═════ The records

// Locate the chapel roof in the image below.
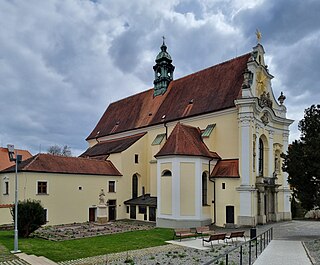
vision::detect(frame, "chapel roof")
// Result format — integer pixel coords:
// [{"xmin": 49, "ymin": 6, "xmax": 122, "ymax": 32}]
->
[
  {"xmin": 1, "ymin": 153, "xmax": 121, "ymax": 176},
  {"xmin": 155, "ymin": 122, "xmax": 217, "ymax": 159},
  {"xmin": 210, "ymin": 159, "xmax": 240, "ymax": 178},
  {"xmin": 87, "ymin": 53, "xmax": 251, "ymax": 140},
  {"xmin": 0, "ymin": 147, "xmax": 32, "ymax": 171},
  {"xmin": 80, "ymin": 132, "xmax": 146, "ymax": 158}
]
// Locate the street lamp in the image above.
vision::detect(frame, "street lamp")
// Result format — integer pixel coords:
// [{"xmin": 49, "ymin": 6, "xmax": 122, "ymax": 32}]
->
[{"xmin": 7, "ymin": 144, "xmax": 22, "ymax": 253}]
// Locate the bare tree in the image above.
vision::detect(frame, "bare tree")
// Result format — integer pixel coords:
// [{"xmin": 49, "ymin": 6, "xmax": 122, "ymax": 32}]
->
[{"xmin": 47, "ymin": 145, "xmax": 72, "ymax": 156}]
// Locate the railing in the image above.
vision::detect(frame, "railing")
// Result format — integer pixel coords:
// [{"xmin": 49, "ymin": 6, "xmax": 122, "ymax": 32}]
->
[{"xmin": 203, "ymin": 227, "xmax": 273, "ymax": 265}]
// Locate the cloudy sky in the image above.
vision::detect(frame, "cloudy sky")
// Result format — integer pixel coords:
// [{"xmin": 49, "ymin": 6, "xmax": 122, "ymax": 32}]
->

══════════

The task = Exact repetition of the data is needed, with no images retained.

Exercise solution =
// Locate the chapel roof in the image below.
vision::detect(frame, "chapel roof")
// Result format — integer pixel coords:
// [{"xmin": 49, "ymin": 6, "xmax": 122, "ymax": 32}]
->
[
  {"xmin": 1, "ymin": 153, "xmax": 121, "ymax": 176},
  {"xmin": 155, "ymin": 122, "xmax": 217, "ymax": 159},
  {"xmin": 210, "ymin": 159, "xmax": 240, "ymax": 178},
  {"xmin": 87, "ymin": 53, "xmax": 251, "ymax": 140},
  {"xmin": 0, "ymin": 147, "xmax": 32, "ymax": 171},
  {"xmin": 80, "ymin": 132, "xmax": 146, "ymax": 158}
]
// Locate the street lamp in the image above.
vision::detect(frame, "street lamp")
// Result format — integer pixel coords:
// [{"xmin": 49, "ymin": 6, "xmax": 122, "ymax": 32}]
->
[{"xmin": 7, "ymin": 144, "xmax": 22, "ymax": 253}]
// Locate the bare tree in the image above.
vision::detect(frame, "bare tree")
// Result format — integer pixel coords:
// [{"xmin": 49, "ymin": 6, "xmax": 122, "ymax": 32}]
->
[{"xmin": 47, "ymin": 145, "xmax": 72, "ymax": 156}]
// Locate the railing in the image above.
vision::detect(frame, "railing")
// Result format — integer pixel coords:
// [{"xmin": 49, "ymin": 6, "xmax": 122, "ymax": 32}]
->
[{"xmin": 203, "ymin": 227, "xmax": 273, "ymax": 265}]
// Locate the cloudy sky in the image above.
vision::detect(frame, "cloudy sky")
// Result format — integer pixel coords:
// [{"xmin": 49, "ymin": 6, "xmax": 122, "ymax": 32}]
->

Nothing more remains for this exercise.